### Coordinate annotation records

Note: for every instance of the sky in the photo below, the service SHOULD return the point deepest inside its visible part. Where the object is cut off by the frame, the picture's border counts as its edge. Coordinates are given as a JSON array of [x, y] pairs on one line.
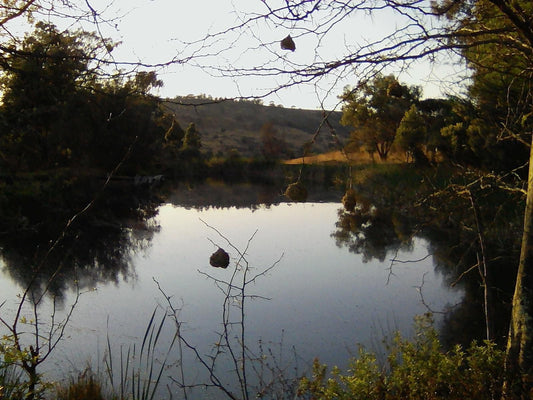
[[154, 31]]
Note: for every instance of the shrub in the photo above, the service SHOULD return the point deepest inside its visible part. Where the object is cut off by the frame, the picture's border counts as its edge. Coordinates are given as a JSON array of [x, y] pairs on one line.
[[415, 369]]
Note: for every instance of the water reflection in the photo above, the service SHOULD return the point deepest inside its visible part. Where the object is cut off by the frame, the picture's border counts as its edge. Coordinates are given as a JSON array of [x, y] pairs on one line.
[[324, 299], [54, 242], [372, 232]]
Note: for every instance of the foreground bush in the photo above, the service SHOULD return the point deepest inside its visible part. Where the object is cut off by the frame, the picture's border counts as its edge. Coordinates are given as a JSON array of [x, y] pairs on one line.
[[415, 369]]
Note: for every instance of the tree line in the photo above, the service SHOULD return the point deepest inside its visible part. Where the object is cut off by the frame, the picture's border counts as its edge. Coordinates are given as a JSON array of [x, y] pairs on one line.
[[60, 110]]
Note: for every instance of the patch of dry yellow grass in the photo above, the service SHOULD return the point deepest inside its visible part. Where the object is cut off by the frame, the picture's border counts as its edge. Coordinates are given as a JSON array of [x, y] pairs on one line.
[[353, 158]]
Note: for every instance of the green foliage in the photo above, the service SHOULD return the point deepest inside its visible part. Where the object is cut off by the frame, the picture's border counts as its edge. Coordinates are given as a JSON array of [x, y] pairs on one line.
[[60, 110], [374, 109], [411, 133], [192, 141], [417, 369]]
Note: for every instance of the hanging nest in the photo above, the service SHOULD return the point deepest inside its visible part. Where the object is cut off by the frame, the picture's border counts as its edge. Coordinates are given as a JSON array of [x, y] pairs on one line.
[[296, 192], [288, 44], [219, 259], [348, 200], [395, 89]]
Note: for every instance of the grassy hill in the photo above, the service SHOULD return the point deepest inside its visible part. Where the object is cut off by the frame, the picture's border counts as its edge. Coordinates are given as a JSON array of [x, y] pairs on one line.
[[236, 125]]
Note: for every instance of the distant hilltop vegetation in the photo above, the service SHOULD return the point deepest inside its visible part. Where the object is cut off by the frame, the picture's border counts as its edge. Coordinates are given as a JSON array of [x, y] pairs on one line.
[[240, 127]]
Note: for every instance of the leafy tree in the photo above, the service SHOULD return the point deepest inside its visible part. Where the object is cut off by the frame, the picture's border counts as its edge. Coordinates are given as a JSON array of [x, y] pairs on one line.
[[192, 141], [375, 109], [43, 85], [411, 133]]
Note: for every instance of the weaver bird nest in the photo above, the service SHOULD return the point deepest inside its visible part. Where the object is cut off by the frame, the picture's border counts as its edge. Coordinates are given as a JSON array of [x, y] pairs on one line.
[[219, 259], [296, 192], [349, 201]]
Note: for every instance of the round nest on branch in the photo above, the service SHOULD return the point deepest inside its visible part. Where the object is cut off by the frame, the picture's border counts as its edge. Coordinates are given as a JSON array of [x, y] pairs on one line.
[[348, 200], [219, 259], [288, 44], [296, 192]]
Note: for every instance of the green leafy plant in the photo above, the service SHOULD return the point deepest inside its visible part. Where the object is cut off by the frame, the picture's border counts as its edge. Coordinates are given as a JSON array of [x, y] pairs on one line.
[[415, 369]]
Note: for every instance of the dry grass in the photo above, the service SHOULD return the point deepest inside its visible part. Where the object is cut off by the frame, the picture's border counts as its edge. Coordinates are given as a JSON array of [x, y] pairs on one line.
[[353, 158]]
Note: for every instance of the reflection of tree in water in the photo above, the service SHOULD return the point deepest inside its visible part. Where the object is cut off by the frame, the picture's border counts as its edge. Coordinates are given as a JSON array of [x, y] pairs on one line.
[[371, 232], [96, 248], [447, 223]]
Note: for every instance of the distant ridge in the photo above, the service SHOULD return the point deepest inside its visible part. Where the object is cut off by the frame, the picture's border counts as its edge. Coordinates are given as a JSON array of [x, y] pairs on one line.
[[229, 125]]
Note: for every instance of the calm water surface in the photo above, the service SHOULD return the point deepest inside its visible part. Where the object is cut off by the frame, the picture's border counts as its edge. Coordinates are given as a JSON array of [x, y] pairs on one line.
[[319, 298]]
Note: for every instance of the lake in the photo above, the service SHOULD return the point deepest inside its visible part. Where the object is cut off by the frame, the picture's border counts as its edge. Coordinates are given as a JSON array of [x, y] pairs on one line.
[[312, 297]]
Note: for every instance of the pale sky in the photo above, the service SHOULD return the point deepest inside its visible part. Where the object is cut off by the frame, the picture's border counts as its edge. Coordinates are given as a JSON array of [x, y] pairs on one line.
[[153, 31]]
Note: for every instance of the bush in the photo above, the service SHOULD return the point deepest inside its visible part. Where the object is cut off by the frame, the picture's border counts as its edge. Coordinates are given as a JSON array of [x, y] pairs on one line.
[[416, 369]]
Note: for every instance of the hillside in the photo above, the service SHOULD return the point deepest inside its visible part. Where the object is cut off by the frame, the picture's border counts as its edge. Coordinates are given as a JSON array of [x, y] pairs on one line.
[[228, 125]]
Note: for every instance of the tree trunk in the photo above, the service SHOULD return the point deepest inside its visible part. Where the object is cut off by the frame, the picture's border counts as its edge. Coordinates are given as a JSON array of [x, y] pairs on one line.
[[519, 359]]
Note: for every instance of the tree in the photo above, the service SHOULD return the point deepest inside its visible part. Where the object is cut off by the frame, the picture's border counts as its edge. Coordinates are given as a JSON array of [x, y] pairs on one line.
[[411, 133], [43, 84], [494, 37], [192, 141], [375, 110]]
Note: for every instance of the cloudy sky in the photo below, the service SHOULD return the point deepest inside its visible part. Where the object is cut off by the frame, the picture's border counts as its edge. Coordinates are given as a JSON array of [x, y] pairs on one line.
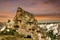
[[42, 8]]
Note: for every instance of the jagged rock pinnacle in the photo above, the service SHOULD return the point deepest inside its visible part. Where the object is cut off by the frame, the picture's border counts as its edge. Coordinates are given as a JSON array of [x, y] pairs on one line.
[[19, 9], [24, 21]]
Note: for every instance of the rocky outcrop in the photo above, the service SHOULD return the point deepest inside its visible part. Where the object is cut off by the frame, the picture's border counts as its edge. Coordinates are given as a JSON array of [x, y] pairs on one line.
[[25, 23]]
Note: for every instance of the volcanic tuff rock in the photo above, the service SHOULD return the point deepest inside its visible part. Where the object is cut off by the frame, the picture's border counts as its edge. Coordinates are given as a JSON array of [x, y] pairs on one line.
[[25, 23]]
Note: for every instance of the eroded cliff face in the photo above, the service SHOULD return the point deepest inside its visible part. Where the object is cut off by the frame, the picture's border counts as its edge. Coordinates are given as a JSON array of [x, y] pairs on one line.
[[25, 23]]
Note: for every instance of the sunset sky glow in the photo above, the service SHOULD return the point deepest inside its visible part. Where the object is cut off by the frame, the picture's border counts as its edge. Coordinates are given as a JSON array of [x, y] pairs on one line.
[[42, 9]]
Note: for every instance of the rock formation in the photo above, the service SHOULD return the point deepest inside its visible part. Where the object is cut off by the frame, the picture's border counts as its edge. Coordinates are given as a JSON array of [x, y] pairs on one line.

### STATED EXERCISE
Emit verbatim the lines running from the one with "Note: for every instance of the eroded" through the last line of the data, both endpoints inclusive.

### TASK SOLUTION
Note: for every instance of the eroded cliff face in the photo above, the service SHOULD return the point deepest inside its visible part. Where the object is cut off by the frame, the picture's border counts as its edge. Coordinates are given as a JSON array of [x, y] pairs on one line.
[[25, 23]]
Note: for every instance of the sunset sky glow in the photo above, the service SHOULD return the point deepest inside its visible part. Where the object is cut off by the frame, the picture's border counts as its edge. Coordinates are given as a JSON array of [x, y] pairs on one line.
[[42, 9]]
Note: for every instance of the rock formation in the photo above, the service SHOULD return the point deepest inside its visible part. Where the object is cut off by the frame, the picture's border counts as its edge. Coordinates are given as a JSON array of [x, y] pairs on one line.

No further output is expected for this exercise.